> _What you will do_:
Please copy the part of the listing below that opens with the line containing "Where can you see the outstretched" and closes with the line containing "[[214, 166], [178, 119]]", including both of those lines. Reproduce every character without any change.

> _Information shown_:
★ ★ ★ ★
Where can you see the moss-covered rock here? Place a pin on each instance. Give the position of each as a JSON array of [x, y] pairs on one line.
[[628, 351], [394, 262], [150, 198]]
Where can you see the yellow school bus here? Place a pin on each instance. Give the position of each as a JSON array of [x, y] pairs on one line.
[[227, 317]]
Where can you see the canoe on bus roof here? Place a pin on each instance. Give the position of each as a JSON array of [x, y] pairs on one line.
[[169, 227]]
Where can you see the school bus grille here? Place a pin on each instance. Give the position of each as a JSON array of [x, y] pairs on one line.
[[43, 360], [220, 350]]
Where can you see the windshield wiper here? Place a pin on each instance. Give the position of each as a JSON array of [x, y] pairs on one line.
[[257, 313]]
★ ★ ★ ★
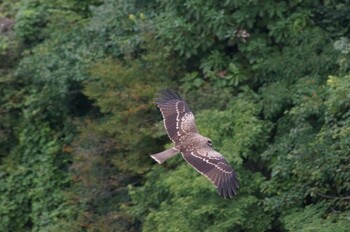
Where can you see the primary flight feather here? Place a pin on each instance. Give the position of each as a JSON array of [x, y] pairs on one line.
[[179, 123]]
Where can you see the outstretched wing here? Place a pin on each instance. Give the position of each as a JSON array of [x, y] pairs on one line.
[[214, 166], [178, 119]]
★ ★ ★ ★
> _Solution to this task_:
Where can you see the outstretched wing here? Place a pin on each instance. Give the position of each as a JSON array of [x, y] pairs on one line.
[[214, 166], [178, 119]]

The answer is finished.